§ **Task description**
Retype the data that follows, keeping every character the same.

§ **Data in this exercise**
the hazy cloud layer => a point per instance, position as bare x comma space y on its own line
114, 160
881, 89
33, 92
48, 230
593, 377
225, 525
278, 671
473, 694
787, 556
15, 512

§ **Output of the task**
the hazy cloud layer => a point per instance, position as bare x comma space y on its own line
114, 160
881, 89
33, 92
48, 230
593, 377
225, 525
278, 671
473, 694
787, 556
15, 512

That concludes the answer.